## ÉNONCÉ
Poursuivez le texte sur l'affaire Guibord au-delà de sa dernière phrase.

## EXTRAIT DU TEXTE
Un certain Joseph Guibord a déchaîné les passions dans le Montréal des
années 1870. Typographe de profession et (donc?) libre-penseur
anticlérical, il faisait partie du subversif Institut Canadien, dont les
activités irritaient à tel point l'évêque local que celui-ci demanda au
pape, en 1869, rien de moins que l'excommunication de tous les membres.

Quelques semaines après cette demande, Guibord mourait sans s'être repenti
et l'inhumation dans un cimetière catholique lui était refusée par
l'évêque. Il s'ensuivit un feuilleton judiciaire, aux multiples
rebondissements, une véritable « affaire Guibord » qui fit couler beaucoup
d'encre et qui n'aboutit qu'en 1875 par une décision favorisant Guibord.
Grâce à la protection de l'armée, le corps du typographe (corps 12?),
devenu l'emblème de la lutte contre la toute-puissance de l'Église, fut
finalement inhumé dans le cimetière, non sans qu'on prenne la précaution
de couler une dalle de béton armé sur son cercueil. L'évêque eut beau
déconsacrer la parcelle de terrain entourant la tombe, la victoire était
dans le camp libéral.

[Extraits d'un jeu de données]

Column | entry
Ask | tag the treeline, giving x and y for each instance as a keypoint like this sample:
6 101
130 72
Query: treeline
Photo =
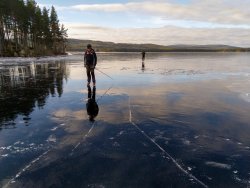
79 45
28 30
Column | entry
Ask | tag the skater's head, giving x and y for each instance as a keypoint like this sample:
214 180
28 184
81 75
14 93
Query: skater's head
89 46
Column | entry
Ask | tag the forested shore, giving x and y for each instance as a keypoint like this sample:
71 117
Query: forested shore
26 30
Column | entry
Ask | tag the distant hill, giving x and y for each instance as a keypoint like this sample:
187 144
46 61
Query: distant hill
80 45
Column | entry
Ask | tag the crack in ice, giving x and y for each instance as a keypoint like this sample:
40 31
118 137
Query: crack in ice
164 151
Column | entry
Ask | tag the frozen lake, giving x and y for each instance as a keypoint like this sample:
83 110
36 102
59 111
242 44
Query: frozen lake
181 120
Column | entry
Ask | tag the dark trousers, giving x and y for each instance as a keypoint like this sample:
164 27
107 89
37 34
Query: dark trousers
90 73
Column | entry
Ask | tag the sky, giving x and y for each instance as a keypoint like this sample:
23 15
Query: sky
164 22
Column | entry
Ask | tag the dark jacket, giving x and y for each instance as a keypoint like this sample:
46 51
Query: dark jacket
90 58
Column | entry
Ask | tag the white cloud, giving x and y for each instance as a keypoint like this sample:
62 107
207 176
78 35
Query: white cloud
164 36
223 11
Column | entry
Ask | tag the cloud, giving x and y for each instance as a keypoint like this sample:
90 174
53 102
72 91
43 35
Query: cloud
165 35
214 11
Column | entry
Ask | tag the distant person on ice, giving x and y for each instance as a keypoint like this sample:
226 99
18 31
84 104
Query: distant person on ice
143 55
90 61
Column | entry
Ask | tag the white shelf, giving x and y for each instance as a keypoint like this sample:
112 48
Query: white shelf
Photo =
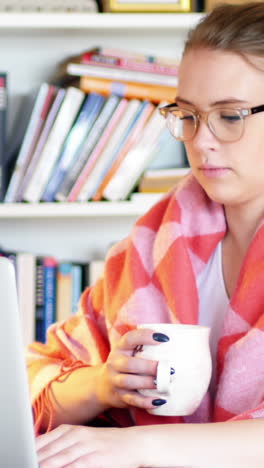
73 210
105 21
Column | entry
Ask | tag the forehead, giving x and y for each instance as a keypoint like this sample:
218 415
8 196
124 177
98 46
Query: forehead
207 76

## RÉPONSE PROPOSÉE
L'émotion populaire causée par l'épisode incita la municipalité à dédier
une rue à Joseph Guibord et elle choisit de rebaptiser une partie de la
rue des Carrières. Malheureusement, l'erreur d'un scribe mal renseigné ou
mal intentionné transforma son nom en « Gilford », nom qui est resté. Ce
nom à consonance anglaise ne rappelle donc pas un quelconque
administrateur britannique du XIXe siècle, comme on serait tenté de le
croire par analogie avec d'autres odonymes de Montréal.

La déviance idéologique de notre héros typographe se perpétue dans
l'orientation de la rue rebaptisée en son honneur : la rue Gilford est
bien connue pour être la seule rue diagonale d'un quartier platement
orthogonal... Gilford, c'est le fou dans l'échiquier, quoi.

C'était ma contribution aux petites anecdotes péri-typographiques du temps
des vacances...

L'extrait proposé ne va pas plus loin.